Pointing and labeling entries
※ ※ ※

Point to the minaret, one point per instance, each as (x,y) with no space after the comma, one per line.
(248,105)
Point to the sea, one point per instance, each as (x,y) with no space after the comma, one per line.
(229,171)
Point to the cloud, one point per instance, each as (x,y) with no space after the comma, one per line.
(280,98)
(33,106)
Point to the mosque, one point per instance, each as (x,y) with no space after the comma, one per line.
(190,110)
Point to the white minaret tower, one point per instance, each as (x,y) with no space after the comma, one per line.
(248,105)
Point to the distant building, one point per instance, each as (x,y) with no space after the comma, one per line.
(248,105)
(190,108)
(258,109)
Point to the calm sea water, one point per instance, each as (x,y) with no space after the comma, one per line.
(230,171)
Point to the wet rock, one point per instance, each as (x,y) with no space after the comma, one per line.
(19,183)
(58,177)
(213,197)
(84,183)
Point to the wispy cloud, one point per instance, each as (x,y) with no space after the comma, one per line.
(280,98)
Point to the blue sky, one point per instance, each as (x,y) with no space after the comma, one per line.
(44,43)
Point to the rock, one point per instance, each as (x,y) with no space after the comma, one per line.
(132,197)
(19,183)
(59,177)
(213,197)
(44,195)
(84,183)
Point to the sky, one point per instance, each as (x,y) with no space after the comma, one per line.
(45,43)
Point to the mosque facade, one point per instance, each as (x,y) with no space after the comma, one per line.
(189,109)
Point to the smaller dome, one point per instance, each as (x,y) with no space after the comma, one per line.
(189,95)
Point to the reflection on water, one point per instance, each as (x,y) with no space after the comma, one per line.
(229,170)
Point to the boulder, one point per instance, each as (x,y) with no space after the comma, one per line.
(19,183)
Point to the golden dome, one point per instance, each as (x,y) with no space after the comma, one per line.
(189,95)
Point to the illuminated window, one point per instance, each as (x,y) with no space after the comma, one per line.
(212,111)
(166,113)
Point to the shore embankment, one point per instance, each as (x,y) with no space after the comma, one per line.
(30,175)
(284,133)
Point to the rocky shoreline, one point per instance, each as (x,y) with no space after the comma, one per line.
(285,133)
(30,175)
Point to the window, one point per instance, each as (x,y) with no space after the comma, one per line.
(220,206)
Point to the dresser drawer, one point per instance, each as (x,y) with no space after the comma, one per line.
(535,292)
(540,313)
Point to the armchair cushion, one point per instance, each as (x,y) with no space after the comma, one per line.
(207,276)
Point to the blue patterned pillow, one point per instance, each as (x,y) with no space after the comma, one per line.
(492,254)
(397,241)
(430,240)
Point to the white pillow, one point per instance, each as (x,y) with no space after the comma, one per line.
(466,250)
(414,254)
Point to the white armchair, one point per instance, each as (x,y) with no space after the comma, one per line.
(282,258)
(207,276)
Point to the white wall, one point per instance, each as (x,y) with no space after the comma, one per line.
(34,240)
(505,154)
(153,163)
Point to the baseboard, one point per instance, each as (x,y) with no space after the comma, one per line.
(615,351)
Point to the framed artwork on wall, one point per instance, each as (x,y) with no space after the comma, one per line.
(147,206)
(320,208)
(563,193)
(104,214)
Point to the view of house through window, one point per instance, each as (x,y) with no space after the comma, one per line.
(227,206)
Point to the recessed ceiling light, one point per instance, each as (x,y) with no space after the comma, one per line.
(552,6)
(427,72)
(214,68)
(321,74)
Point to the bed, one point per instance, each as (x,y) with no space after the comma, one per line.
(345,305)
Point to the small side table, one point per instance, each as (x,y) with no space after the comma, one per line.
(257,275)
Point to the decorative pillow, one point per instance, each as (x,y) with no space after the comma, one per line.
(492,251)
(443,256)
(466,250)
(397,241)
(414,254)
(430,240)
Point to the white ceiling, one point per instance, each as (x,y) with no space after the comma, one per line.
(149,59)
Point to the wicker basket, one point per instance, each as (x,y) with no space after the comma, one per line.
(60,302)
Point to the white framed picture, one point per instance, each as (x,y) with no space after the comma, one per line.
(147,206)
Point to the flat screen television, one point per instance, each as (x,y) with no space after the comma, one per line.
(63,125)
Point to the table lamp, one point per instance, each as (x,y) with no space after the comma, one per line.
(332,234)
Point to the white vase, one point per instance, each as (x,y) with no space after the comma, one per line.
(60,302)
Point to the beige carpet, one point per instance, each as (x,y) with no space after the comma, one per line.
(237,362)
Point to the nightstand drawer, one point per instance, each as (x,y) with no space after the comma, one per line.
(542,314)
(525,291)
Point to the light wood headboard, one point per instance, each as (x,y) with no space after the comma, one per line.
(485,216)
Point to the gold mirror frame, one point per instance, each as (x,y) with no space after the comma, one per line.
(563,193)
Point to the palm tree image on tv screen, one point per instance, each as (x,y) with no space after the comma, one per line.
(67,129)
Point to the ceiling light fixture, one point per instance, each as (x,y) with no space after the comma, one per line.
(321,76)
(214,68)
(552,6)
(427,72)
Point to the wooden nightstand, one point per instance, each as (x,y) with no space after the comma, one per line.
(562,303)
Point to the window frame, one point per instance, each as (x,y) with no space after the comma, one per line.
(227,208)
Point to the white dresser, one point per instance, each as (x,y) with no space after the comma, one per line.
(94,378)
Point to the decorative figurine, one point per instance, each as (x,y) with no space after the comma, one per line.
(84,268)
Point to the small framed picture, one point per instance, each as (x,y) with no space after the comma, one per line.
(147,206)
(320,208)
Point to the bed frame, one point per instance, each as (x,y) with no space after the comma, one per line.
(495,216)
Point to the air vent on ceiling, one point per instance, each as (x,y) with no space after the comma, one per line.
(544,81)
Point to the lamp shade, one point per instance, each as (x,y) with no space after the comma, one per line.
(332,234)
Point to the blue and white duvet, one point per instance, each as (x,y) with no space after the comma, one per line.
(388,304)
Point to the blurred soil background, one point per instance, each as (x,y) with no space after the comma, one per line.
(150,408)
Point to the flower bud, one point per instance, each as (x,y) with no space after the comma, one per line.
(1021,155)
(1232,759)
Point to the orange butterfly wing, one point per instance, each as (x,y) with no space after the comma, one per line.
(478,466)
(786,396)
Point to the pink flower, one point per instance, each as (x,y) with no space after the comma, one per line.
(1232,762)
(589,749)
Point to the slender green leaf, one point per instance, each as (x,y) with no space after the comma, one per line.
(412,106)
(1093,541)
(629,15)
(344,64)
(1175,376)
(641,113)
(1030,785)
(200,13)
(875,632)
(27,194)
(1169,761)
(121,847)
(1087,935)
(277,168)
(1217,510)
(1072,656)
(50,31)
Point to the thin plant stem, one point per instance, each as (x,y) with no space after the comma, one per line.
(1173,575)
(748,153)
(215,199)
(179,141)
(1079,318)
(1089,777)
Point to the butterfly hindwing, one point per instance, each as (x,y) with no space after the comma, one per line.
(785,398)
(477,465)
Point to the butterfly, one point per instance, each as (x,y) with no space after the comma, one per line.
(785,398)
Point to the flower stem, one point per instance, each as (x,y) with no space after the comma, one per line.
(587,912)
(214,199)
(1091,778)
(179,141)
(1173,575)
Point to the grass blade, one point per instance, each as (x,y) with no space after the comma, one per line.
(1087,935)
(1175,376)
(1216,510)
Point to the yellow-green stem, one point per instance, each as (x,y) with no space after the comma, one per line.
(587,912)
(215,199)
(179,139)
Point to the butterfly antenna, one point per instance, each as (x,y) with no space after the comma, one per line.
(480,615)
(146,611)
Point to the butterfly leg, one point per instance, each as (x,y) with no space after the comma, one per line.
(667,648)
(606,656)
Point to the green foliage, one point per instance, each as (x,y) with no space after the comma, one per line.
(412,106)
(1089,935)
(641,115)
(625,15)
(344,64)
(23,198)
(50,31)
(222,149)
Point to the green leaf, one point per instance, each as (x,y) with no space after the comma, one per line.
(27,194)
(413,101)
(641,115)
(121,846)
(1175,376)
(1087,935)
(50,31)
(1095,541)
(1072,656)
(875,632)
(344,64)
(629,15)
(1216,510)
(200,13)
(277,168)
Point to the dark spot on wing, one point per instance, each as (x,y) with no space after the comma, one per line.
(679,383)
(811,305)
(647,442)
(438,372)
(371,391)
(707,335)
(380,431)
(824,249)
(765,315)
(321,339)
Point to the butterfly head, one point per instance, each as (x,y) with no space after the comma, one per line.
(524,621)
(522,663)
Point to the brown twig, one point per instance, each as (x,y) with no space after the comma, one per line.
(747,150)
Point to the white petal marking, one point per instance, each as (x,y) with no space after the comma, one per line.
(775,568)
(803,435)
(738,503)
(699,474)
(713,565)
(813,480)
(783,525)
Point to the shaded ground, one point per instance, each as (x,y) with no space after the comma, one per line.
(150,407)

※ ※ ※

Each line from the one containing "Point to the green leaf, one" to the final line of the entries above must be returned exactly, and no other line may appear.

[Problem solution]:
Point to the green leaf, one point per instance, each as (x,y) with no space after the comma, one per line.
(27,194)
(413,101)
(641,115)
(121,846)
(1175,376)
(1087,935)
(50,31)
(1095,541)
(1072,656)
(875,632)
(344,64)
(629,15)
(1216,510)
(200,13)
(277,168)
Point to the dark spot on wing, one point per instance, each as (x,y) with no space after the comma, one per line.
(679,383)
(811,305)
(647,442)
(438,372)
(371,391)
(707,335)
(380,431)
(824,249)
(765,315)
(321,339)
Point to the butterfly head, one point per instance, each as (x,y) with no space after the comma, one per line.
(524,621)
(522,663)
Point to the brown twig, one point per instance, each as (x,y) with no space after the comma, one per line.
(747,150)
Point to the white petal marking, one point per instance, each as (x,y) with no space after the comma, one per line.
(775,568)
(803,435)
(738,503)
(699,474)
(713,565)
(813,480)
(783,525)
Point to the shaded ground, one point per instance, each as (x,y) with no space after the comma, one per line.
(150,407)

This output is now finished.